OBJECTIVE ▸ Please answer from the passage on the juvenile custody case: where was the child detained on July 19?

QUOTED PASSAGE ▸
The facts are accurately set forth in the majority opinion. A brief recitation of same, however, may be helpful in terms of identifying the several stages of the case and the issues properly treatable in each portion thereof.
This case came to the attention of juvenile authorities in July 1989, upon allegations of sexual abuse of the six-year-old child. The child was then living with her mother and the mother's boyfriend. The child was detained at Hillcrest Receiving Home on July 19, and jurisdiction was assumed on July 20, 1989. The dispositional hearing was held in October 1989, and the child was continued in foster care. At a review hearing in November 1989, the child was detained with her mother. In January 1990, a special hearing was held to request a change of placement. The matter was continued until March 1, 1990, at which time the court ordered the child again placed in foster care. In March 1990, the father and paternal grandparents were located in Oregon and, in April 1990, an Interstate Compact evaluation of the grandparents' living situation in Oregon was initiated.

RECORDS ▸
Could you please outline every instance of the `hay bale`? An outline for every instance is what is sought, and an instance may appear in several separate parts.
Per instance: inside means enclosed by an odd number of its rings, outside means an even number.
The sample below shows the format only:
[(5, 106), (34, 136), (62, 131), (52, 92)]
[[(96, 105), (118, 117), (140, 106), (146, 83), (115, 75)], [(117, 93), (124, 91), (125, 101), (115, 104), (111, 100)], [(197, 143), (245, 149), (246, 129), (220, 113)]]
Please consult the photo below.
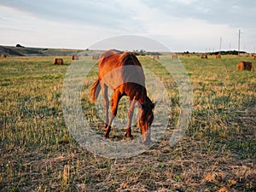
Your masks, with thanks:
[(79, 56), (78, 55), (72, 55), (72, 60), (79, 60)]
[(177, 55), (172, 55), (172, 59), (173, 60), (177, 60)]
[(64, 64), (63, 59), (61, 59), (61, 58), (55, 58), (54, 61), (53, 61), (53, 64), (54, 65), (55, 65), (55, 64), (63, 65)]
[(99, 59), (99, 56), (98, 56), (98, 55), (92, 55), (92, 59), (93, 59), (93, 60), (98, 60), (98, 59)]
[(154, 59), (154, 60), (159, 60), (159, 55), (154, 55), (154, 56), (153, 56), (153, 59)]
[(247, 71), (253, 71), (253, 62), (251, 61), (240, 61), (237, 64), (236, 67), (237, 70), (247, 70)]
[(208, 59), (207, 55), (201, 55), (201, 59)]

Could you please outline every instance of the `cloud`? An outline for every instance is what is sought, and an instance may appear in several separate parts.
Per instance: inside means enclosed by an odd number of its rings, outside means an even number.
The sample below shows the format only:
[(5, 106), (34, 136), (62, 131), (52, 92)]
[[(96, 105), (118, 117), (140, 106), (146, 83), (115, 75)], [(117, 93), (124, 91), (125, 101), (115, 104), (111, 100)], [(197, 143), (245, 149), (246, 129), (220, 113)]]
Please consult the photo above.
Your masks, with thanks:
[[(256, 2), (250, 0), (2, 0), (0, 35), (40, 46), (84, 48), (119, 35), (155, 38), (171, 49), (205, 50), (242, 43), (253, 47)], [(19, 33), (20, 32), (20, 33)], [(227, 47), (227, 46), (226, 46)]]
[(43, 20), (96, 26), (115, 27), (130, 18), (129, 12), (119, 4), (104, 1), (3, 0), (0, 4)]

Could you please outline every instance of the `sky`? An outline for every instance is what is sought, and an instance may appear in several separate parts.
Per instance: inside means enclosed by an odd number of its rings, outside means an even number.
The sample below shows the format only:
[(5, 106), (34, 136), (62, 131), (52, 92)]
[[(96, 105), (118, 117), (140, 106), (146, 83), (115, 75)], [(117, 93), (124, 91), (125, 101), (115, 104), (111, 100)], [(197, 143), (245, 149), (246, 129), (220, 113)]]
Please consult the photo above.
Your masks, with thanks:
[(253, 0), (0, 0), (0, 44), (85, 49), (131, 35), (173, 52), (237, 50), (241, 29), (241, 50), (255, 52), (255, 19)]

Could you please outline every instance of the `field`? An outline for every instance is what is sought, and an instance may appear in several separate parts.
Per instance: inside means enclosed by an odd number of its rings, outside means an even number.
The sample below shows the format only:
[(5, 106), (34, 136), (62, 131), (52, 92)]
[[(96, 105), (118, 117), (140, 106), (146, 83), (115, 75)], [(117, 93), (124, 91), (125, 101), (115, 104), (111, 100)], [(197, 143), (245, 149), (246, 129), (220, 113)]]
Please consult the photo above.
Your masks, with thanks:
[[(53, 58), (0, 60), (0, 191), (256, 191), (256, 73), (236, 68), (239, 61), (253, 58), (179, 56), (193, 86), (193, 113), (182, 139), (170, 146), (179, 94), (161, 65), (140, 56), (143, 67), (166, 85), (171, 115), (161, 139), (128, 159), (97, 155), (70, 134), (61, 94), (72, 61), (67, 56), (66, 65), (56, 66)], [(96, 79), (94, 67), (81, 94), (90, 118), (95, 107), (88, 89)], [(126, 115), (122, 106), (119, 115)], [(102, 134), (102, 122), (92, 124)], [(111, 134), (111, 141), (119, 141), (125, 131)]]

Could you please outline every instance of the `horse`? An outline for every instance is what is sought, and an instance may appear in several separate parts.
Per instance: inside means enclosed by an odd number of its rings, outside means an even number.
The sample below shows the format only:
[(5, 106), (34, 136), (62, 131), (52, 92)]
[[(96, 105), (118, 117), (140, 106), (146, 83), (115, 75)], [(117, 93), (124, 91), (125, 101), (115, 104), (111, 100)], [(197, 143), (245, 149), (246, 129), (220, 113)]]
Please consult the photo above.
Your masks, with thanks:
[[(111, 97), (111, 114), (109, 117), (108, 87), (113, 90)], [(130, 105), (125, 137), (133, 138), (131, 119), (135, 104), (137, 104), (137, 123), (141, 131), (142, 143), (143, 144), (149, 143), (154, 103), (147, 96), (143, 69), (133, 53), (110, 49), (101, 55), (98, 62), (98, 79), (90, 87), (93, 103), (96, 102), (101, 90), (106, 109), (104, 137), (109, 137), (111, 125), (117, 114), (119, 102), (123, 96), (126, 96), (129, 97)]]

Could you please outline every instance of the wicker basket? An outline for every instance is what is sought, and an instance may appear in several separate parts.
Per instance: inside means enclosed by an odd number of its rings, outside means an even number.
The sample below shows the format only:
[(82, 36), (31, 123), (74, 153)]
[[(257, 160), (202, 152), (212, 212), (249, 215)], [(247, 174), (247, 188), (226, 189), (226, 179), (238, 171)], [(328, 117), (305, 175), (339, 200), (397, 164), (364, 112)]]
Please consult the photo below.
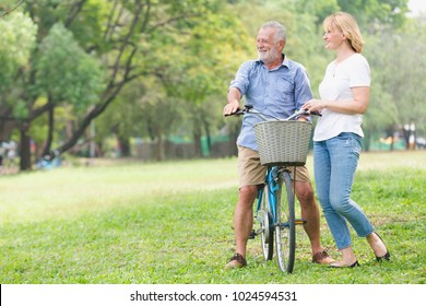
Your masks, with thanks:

TASK ANSWER ▸ Hillcrest Receiving Home